--- Records from a data collection ---

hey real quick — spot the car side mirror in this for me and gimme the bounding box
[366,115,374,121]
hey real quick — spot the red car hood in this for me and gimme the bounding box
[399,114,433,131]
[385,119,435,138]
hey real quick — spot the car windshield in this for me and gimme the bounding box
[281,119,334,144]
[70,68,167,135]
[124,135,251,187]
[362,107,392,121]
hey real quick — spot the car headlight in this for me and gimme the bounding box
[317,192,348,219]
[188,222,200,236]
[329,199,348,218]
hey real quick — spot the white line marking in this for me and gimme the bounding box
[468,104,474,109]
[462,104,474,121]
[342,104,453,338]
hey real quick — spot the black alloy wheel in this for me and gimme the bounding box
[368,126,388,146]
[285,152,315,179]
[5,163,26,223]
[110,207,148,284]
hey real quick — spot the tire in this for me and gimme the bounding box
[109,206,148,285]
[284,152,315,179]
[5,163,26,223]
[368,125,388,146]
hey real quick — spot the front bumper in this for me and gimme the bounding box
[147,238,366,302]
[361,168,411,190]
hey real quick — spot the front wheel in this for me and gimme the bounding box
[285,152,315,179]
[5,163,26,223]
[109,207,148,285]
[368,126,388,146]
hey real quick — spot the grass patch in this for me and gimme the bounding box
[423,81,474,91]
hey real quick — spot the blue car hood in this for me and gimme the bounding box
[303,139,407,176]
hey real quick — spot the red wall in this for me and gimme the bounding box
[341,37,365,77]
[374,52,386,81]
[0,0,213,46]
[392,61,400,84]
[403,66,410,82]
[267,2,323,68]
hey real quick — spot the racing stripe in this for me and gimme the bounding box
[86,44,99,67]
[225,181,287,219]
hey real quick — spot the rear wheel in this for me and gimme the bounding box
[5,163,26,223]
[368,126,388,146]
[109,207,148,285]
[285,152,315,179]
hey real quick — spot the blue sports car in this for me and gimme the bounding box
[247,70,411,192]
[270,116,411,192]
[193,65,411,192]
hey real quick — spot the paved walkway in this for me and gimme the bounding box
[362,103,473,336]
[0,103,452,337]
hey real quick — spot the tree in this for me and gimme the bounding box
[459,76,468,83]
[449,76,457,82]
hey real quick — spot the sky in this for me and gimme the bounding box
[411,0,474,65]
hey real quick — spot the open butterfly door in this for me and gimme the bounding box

--- TASK DIRECTIONS ---
Reproduce each line, exactly as it appears, from the one that contains "hey real quick — spot the tree" through the last line of the records. Add no other lines.

--- YOUR SOLUTION ---
hey real quick — spot the tree in this for me and gimme the bounding box
[459,76,468,83]
[449,76,457,82]
hey real quick — spot the sky in this for me and gimme the bounding box
[411,0,474,65]
hey real quick — spot the open butterfly door in this for me and gimme the bounding box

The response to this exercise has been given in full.